» **Exercise aim**
Count the lines in the listing below that contain the word "tall". Reply with the number alone.

Items from a data source:
begin

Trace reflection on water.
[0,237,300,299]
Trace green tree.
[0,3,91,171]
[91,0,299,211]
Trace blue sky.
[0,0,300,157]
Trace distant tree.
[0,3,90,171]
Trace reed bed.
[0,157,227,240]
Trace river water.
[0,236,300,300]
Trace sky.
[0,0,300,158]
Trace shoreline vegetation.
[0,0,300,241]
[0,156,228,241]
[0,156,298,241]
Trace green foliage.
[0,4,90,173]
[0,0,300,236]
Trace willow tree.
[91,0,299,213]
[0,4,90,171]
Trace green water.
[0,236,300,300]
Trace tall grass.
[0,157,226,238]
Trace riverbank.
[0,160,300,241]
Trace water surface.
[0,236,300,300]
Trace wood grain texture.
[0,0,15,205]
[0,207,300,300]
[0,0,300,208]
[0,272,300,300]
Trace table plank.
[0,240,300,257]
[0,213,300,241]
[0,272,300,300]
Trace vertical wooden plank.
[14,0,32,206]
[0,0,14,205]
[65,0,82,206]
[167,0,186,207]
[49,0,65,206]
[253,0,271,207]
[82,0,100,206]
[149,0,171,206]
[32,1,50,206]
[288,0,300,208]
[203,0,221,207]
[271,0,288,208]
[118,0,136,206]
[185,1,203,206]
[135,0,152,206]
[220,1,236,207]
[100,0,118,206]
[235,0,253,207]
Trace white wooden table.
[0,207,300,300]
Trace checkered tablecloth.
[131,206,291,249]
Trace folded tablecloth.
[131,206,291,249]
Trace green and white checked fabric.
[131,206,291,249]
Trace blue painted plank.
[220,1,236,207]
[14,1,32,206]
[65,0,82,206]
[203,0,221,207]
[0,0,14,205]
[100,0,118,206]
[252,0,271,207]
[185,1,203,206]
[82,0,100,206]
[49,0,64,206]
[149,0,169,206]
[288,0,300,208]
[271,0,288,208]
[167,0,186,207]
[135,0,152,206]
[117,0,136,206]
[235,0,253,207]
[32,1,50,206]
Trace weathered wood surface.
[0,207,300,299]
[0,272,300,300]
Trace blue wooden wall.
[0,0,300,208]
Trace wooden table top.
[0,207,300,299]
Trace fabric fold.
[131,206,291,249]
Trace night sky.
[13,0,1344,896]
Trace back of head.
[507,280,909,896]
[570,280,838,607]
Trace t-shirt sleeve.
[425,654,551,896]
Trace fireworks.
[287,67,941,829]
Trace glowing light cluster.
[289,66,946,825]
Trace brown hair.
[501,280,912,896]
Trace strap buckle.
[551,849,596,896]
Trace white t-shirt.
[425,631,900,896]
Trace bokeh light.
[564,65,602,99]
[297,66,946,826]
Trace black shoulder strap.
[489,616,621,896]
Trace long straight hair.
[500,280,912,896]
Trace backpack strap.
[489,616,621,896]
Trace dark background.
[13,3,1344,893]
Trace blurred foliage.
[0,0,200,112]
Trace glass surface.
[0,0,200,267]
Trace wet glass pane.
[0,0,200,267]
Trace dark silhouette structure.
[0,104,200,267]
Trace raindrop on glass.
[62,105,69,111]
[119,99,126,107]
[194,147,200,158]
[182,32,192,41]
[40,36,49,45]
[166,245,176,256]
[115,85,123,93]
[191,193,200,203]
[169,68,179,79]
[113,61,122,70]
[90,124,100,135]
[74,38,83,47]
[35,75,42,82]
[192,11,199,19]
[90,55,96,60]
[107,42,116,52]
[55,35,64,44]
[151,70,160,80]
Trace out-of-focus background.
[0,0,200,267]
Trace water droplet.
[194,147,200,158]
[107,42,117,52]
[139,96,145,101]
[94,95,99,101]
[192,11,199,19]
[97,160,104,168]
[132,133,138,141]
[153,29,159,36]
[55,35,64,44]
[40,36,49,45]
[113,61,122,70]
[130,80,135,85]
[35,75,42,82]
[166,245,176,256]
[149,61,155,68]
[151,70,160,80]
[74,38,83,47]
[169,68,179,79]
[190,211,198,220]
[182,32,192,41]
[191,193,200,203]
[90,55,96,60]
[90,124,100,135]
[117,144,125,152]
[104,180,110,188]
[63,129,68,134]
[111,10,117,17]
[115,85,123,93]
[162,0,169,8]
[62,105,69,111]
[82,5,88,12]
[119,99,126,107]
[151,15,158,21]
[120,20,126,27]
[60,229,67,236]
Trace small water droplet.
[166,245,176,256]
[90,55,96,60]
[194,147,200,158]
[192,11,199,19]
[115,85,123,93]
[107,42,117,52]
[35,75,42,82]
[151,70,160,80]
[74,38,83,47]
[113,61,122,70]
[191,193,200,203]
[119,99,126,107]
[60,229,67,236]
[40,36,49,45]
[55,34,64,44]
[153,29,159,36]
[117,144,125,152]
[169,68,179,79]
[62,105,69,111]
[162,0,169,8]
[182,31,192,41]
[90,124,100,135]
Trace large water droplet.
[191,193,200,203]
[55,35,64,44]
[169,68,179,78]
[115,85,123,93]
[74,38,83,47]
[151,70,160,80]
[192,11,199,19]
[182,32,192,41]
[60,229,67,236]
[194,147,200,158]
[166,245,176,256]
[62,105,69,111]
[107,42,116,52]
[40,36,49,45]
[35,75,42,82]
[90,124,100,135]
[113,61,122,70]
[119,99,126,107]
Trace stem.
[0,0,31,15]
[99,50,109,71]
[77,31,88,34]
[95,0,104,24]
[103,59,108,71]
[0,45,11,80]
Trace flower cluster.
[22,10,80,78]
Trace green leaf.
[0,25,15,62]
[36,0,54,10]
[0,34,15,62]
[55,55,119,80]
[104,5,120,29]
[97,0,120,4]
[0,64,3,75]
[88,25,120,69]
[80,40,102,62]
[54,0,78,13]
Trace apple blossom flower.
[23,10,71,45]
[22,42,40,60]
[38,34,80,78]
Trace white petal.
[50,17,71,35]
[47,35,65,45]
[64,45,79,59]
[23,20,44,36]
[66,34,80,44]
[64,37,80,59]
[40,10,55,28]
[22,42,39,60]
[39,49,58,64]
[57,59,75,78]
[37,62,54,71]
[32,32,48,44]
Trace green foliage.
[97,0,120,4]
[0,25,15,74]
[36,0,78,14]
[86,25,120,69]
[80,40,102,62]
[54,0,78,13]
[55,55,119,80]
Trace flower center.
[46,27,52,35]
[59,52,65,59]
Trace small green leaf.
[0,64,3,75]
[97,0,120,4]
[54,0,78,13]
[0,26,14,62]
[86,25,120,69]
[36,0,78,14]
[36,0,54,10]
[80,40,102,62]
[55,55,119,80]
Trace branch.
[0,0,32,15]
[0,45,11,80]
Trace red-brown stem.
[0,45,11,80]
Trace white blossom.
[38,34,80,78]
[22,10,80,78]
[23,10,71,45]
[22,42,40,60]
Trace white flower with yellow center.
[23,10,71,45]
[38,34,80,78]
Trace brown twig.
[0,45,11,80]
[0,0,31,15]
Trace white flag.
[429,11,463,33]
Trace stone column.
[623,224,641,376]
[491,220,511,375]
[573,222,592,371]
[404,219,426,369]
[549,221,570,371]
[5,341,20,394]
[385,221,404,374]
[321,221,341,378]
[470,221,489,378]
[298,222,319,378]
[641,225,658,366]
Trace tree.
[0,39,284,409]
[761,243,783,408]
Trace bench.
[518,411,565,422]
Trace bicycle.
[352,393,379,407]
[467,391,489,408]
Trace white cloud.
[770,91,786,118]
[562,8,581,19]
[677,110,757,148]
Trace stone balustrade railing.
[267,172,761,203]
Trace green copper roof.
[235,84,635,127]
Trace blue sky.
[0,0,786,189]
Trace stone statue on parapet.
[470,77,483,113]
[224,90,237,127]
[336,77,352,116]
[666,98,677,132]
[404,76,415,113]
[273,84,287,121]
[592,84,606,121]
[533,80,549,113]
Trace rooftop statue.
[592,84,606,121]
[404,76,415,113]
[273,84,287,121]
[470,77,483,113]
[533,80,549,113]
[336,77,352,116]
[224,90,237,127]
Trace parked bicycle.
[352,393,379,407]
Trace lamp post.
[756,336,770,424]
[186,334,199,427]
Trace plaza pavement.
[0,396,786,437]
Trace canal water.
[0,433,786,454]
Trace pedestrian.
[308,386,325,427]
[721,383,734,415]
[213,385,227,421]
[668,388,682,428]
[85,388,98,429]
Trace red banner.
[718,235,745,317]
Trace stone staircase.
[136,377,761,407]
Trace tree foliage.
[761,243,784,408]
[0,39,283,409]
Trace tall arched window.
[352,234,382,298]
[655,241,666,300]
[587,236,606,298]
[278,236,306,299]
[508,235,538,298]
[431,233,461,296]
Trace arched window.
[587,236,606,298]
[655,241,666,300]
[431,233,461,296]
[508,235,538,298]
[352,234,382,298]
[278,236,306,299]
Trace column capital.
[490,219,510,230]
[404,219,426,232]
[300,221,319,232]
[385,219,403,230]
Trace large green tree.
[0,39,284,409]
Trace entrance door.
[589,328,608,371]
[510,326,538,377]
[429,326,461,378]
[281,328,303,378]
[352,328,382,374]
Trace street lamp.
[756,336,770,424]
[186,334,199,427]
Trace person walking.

end

» **Expected answer**
2